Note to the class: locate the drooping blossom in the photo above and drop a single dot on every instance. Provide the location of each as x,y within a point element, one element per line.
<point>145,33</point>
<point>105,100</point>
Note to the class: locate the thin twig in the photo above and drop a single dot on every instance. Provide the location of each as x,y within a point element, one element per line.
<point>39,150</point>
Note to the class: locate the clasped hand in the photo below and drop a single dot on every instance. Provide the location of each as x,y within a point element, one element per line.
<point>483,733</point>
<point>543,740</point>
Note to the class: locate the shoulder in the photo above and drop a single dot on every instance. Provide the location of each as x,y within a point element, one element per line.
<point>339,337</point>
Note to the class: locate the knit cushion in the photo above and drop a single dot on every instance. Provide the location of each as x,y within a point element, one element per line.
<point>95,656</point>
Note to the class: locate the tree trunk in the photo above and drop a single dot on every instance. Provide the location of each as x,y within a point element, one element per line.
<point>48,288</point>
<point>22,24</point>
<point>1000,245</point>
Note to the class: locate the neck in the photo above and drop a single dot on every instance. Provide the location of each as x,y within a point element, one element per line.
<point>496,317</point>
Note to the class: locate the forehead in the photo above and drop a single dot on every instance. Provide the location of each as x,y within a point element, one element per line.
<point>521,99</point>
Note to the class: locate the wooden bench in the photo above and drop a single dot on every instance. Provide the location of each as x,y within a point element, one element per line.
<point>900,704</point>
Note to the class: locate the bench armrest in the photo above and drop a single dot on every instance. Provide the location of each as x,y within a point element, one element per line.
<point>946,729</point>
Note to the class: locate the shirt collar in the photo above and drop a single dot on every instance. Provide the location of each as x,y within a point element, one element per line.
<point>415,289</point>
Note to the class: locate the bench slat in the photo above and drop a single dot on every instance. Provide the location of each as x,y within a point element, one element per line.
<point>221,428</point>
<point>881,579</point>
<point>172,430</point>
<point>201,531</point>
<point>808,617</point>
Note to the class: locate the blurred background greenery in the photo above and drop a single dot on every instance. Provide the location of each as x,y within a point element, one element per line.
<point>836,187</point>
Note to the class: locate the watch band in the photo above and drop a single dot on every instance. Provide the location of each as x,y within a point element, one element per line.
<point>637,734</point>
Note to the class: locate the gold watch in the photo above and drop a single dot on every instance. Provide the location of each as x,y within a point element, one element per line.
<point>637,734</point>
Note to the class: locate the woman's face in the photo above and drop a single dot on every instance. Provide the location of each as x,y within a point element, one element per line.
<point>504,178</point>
────────────────────
WHAT THE TASK ASKS: An exact reproduction of the data is required. Leave nothing out.

SOLUTION TO THIS EXERCISE:
Note to the class: locate the drooping blossom in the photo above and drop a single dot on every instance. Provide the location of each as x,y within a point element, one element per line.
<point>145,33</point>
<point>105,100</point>
Note to the class: locate the thin twig in the photo above and drop a single dot on every instance. Provide the location of each as x,y within a point element, one element per line.
<point>39,150</point>
Note to the class: locate the clasped hand in the photo below and drop a single dot on every instance. Provide the location of each as x,y within a point element, one element per line.
<point>483,733</point>
<point>543,740</point>
Note to the class: locate the shoulder in the photo above and drop a single dot on every instance. Provide the location of each as x,y within a point element, one element per line.
<point>339,337</point>
Note to the class: locate the knit cushion in the photo above and drop a single dot on every instance. Provide the location of each as x,y within a point element, one element per line.
<point>95,656</point>
Note to the class: locate the tree trunk in the photo above and drop a single dot on every instance. Provide the location of each as x,y within a point element, one element per line.
<point>48,288</point>
<point>22,24</point>
<point>1000,245</point>
Note to the class: locate the neck in the photo above and drop a single dot on every instance. Provide the location of each as x,y within a point element, one element per line.
<point>496,317</point>
Note to the class: locate the forehead in the photo above and drop a single dot on every instance. Provide the location of each as x,y within a point element, one element per line.
<point>521,99</point>
Note to the class: locate the wooden bench in the photo above and drop a single dot on every instance. Provide the location of each as x,y within a point element, one element per line.
<point>900,704</point>
Note to the class: locate the bench armrest in the photo above and drop a single dot on every instance. Provide the location of each as x,y within a point element, one element per line.
<point>946,729</point>
Note to the class: locate the shirt collar in the photo above and drop a single dot on every instance. Provide the location of each as x,y within a point element, one element per line.
<point>415,289</point>
Note to the class: locate the bench slat in the photo above and drop a single dot on every instance. Provide the location of each as x,y within a point element, one element per line.
<point>221,428</point>
<point>881,579</point>
<point>172,430</point>
<point>201,531</point>
<point>808,617</point>
Note to the class: locate the blurred background greenery in the photo above and drop a single dot on every instance. Provide the location of each as x,y within a point element, one element per line.
<point>836,187</point>
Note to the class: locate the watch band in the photo above and drop a single dot on every instance. Provide the location of each as x,y within a point element, one element per line.
<point>637,734</point>
Note to the class: locate the gold watch in the photo above and drop a single dot on every instance. Provide the location of each as x,y within a point element, one element per line.
<point>637,734</point>
Note to the class: locate the woman's face in the photo above and drop a single dot on every instance. Provide the location of each as x,y within a point element, one element per line.
<point>504,178</point>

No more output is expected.